### Directions for this task:
Print the data below exactly as it stands, and keep the pictures out.

START Task material

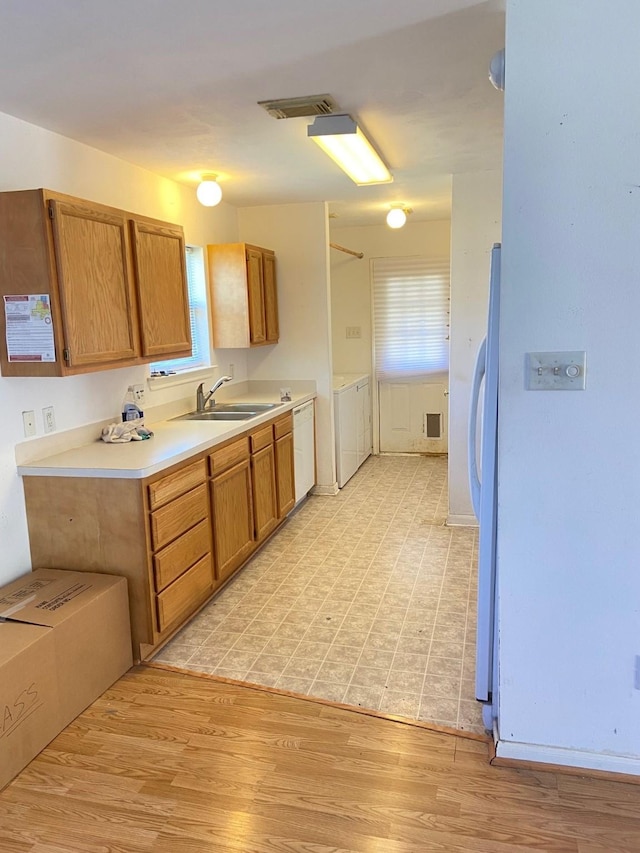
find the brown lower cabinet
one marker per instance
(177, 536)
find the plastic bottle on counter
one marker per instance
(130, 409)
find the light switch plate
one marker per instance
(556, 371)
(29, 423)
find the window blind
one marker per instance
(410, 316)
(197, 291)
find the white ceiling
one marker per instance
(173, 87)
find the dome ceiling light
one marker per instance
(397, 216)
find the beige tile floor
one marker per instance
(364, 598)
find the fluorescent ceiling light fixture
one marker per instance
(341, 138)
(209, 192)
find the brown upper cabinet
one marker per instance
(244, 300)
(114, 283)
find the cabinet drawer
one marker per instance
(229, 456)
(168, 522)
(177, 484)
(176, 558)
(283, 425)
(184, 595)
(262, 437)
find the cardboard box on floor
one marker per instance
(64, 639)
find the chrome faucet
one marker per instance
(202, 399)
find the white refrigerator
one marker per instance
(483, 483)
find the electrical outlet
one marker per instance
(49, 419)
(29, 423)
(138, 393)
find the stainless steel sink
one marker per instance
(216, 416)
(228, 412)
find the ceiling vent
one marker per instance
(307, 105)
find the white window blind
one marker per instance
(196, 284)
(411, 316)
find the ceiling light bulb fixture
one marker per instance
(397, 216)
(209, 192)
(340, 137)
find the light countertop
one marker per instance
(346, 380)
(173, 441)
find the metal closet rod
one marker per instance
(347, 251)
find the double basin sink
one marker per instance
(229, 412)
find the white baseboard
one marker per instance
(535, 753)
(325, 490)
(461, 521)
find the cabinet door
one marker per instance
(232, 518)
(270, 297)
(285, 479)
(257, 331)
(95, 283)
(263, 481)
(161, 279)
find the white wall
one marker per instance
(298, 234)
(569, 462)
(475, 227)
(31, 157)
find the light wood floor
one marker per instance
(168, 763)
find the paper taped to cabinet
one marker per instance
(29, 327)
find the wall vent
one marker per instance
(306, 105)
(433, 424)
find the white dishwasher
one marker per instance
(304, 449)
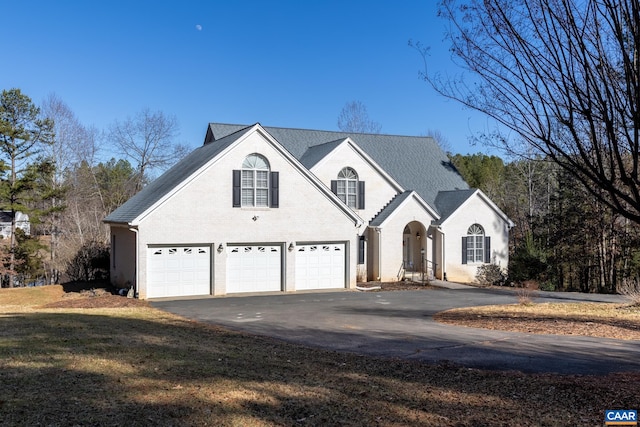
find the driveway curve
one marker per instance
(400, 325)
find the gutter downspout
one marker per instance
(379, 231)
(444, 273)
(135, 284)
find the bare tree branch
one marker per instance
(564, 76)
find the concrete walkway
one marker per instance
(400, 324)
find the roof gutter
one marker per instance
(134, 229)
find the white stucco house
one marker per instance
(22, 223)
(265, 209)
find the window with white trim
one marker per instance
(255, 181)
(347, 189)
(475, 244)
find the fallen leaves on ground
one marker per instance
(586, 319)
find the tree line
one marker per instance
(52, 169)
(564, 237)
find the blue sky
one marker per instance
(279, 63)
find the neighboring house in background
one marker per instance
(263, 209)
(22, 222)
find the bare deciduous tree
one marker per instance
(73, 144)
(564, 76)
(354, 118)
(148, 141)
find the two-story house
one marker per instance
(262, 209)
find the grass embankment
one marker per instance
(140, 366)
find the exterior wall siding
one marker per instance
(123, 255)
(378, 190)
(475, 211)
(203, 208)
(392, 238)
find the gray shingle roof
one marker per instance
(388, 210)
(415, 162)
(448, 201)
(169, 180)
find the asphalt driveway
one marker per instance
(400, 325)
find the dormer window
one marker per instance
(255, 185)
(348, 188)
(476, 247)
(255, 181)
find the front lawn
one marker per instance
(140, 366)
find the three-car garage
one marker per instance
(178, 271)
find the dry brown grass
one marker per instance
(138, 366)
(587, 319)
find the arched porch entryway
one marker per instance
(415, 251)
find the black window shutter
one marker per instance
(360, 194)
(464, 250)
(361, 250)
(236, 188)
(274, 189)
(487, 250)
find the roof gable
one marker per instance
(173, 178)
(189, 167)
(416, 163)
(449, 202)
(396, 204)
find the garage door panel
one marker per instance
(178, 271)
(320, 266)
(254, 268)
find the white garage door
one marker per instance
(254, 268)
(320, 266)
(178, 271)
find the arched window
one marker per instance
(255, 181)
(347, 189)
(475, 244)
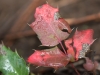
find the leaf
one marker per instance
(48, 25)
(81, 43)
(49, 58)
(11, 63)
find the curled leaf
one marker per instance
(48, 25)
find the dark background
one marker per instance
(16, 34)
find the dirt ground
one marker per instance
(12, 10)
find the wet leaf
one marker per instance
(49, 58)
(49, 25)
(80, 43)
(11, 63)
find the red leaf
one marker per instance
(81, 42)
(50, 58)
(48, 26)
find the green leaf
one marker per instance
(11, 63)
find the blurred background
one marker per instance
(16, 34)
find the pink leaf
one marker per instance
(48, 26)
(50, 58)
(81, 43)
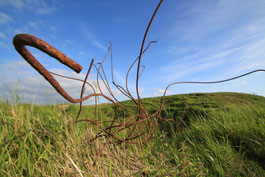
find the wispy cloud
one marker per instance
(39, 6)
(90, 36)
(4, 18)
(2, 35)
(213, 37)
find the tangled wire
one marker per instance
(141, 125)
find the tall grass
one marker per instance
(215, 139)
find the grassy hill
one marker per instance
(221, 134)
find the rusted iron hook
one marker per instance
(21, 40)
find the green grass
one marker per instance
(221, 134)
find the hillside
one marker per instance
(221, 134)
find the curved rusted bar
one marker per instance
(21, 40)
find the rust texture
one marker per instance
(136, 125)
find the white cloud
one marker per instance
(4, 18)
(39, 6)
(89, 35)
(2, 35)
(212, 35)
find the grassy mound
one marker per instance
(221, 134)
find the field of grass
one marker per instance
(221, 134)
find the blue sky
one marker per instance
(198, 40)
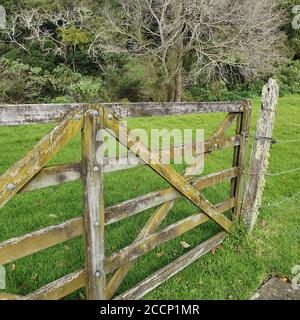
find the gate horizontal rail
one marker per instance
(31, 173)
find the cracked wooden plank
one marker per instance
(22, 246)
(94, 216)
(59, 288)
(166, 171)
(161, 213)
(58, 174)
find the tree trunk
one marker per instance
(176, 60)
(178, 76)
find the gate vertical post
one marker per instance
(260, 154)
(240, 156)
(94, 218)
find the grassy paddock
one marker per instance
(233, 272)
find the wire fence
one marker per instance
(277, 174)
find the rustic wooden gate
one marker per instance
(31, 173)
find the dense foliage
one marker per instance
(57, 59)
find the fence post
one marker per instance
(239, 157)
(92, 175)
(260, 154)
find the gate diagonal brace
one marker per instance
(117, 129)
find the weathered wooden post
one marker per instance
(94, 217)
(260, 154)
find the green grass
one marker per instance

END Task material

### Answer to this problem:
find the brown lower cabinet
one marker per instance
(177, 536)
find the plastic bottle on counter
one marker per instance
(130, 409)
find the light switch plate
one marker per instance
(556, 371)
(29, 423)
find the window blind
one marker per instance
(410, 316)
(197, 291)
find the white ceiling
one marker per instance
(173, 87)
find the dome ceiling light
one marker per instance
(397, 216)
find the beige tile floor
one marker per instance
(364, 598)
find the fluorescent ceiling light fixture
one marker per instance
(341, 138)
(209, 192)
find the brown upper cabinet
one marker per instance
(244, 300)
(114, 283)
find the cabinet drawer
one marker per instance
(229, 456)
(168, 522)
(177, 484)
(176, 558)
(283, 425)
(184, 595)
(262, 437)
find the cardboard box on floor
one marker per instance
(64, 639)
find the chrome faucet
one marker per instance
(202, 399)
find the white refrigerator
one marker per instance
(483, 483)
find the electrical outlet
one marker per instance
(49, 419)
(29, 423)
(138, 393)
find the stainless steel sink
one marker per instance
(216, 416)
(228, 412)
find the ceiling vent
one marker per instance
(307, 105)
find the white window blind
one marker per instance
(196, 284)
(411, 316)
find the ceiling light bulb fixture
one marker per instance
(397, 216)
(209, 192)
(340, 137)
find the light countertop
one marker per instance
(346, 380)
(173, 441)
find the metal closet rod
one marker per instance
(347, 251)
find the double basin sink
one marker per instance
(229, 412)
find the white baseboard
one marker per instance
(535, 753)
(325, 490)
(461, 521)
find the cabinet door
one marker per instance
(232, 518)
(270, 297)
(285, 479)
(257, 331)
(95, 283)
(263, 481)
(161, 279)
find the white wall
one marker per instance
(298, 234)
(569, 462)
(475, 227)
(31, 157)
find the light wood floor
one marker per instance
(168, 763)
find the paper taped to cabinet
one marker per instance
(29, 327)
find the wall vent
one marker per instance
(306, 105)
(433, 424)
find the white dishwasher
one marker per instance
(304, 449)
find the driveway curve
one marker per instance
(400, 325)
find the gutter downspout
one marker per instance
(379, 231)
(444, 273)
(135, 284)
find the bare tree branch
one marker per instance
(564, 76)
find the concrete walkway
one marker per instance
(400, 324)
find the roof gutter
one marker per instance
(134, 229)
find the white stucco house
one marker per instance
(22, 223)
(265, 209)
find the window with white trim
one marker per instance
(255, 181)
(347, 189)
(475, 244)
find the fallen leaves on ground
one marker per instance
(586, 319)
find the tree line
one marker per instance
(52, 169)
(564, 237)
find the blue sky
one marker per instance
(279, 63)
find the neighboring house in background
one marker per instance
(263, 209)
(22, 222)
find the bare deciduous tree
one marker per instance
(73, 144)
(564, 76)
(354, 118)
(148, 141)
find the two-story house
one marker per instance
(262, 209)
find the grass embankment
one marker per instance
(140, 366)
find the exterior wall siding
one marker per instance
(123, 255)
(378, 190)
(475, 211)
(203, 208)
(392, 238)
find the gray shingle roof
one marker per instance
(388, 210)
(415, 162)
(448, 201)
(169, 180)
find the asphalt driveway
one marker per instance
(400, 325)
find the dormer window
one marker per instance
(255, 185)
(348, 188)
(476, 247)
(255, 181)
find the front lawn
one marker per instance
(140, 366)
find the three-car garage
one marker per instance
(178, 271)
find the dry brown grass
one marker per instance
(138, 366)
(587, 319)
find the arched porch entryway
one marker per instance
(415, 251)
find the black window shutter
one marker per instance
(360, 194)
(464, 250)
(361, 250)
(236, 188)
(274, 189)
(487, 250)
find the roof gable
one marker per instance
(173, 178)
(189, 167)
(416, 163)
(449, 202)
(396, 204)
find the garage door panel
one marker per instance
(178, 271)
(320, 266)
(254, 268)
find the white garage door
one marker per instance
(254, 268)
(320, 266)
(178, 271)
find the arched window
one marker per instance
(255, 181)
(347, 189)
(475, 244)
find the leaf
one marker per instance
(48, 25)
(81, 43)
(49, 58)
(11, 63)
find the curled leaf
one marker per instance
(48, 25)
find the dark background
one marker per instance
(16, 34)
find the dirt ground
one marker per instance
(12, 10)
find the wet leaf
one marker per instance
(49, 58)
(49, 25)
(80, 43)
(11, 63)
find the red leaf
one marker per instance
(81, 42)
(50, 58)
(48, 26)
find the green leaf
one marker per instance
(11, 63)
find the blurred background
one marker per instance
(16, 34)
find the pink leaf
one marker per instance
(48, 26)
(50, 58)
(81, 43)
find the wispy cloud
one marker per instance
(39, 6)
(90, 36)
(4, 18)
(2, 35)
(213, 37)
find the tangled wire
one marker per instance
(141, 125)
find the tall grass
one marker per instance
(215, 139)
find the grassy hill
one marker per instance
(221, 134)
find the rusted iron hook
one marker per instance
(21, 40)
find the green grass
one marker per instance
(221, 134)
find the hillside
one marker per instance
(221, 134)
find the curved rusted bar
one marker per instance
(21, 40)
find the rust texture
one marker per instance
(136, 125)
find the white cloud
one marker per instance
(4, 18)
(39, 6)
(89, 35)
(2, 35)
(212, 35)
find the grassy mound
one marker per instance
(221, 134)
find the field of grass
one marker per instance
(221, 134)
find the blue sky
one marker per instance
(198, 40)
find the gate horizontal rail
one marker per instance
(31, 173)
find the cracked wooden plank
one marker per instance
(22, 246)
(94, 216)
(59, 288)
(166, 171)
(161, 213)
(58, 174)
find the tree trunk
one marker per instance
(176, 60)
(178, 76)
find the gate vertical post
one marker per instance
(260, 154)
(240, 156)
(94, 218)
find the grassy paddock
one marker per instance
(233, 272)
find the wire fence
one marker per instance
(277, 174)
find the rustic wooden gate
one marker per instance
(31, 173)
find the dense foliage
one marker per instance
(57, 59)
find the fence post
one marker per instance
(239, 157)
(92, 175)
(260, 154)
find the gate diagonal brace
one marker per instance
(117, 129)
find the weathered wooden post
one marker per instance
(94, 217)
(260, 154)
find the green grass
one marker per instance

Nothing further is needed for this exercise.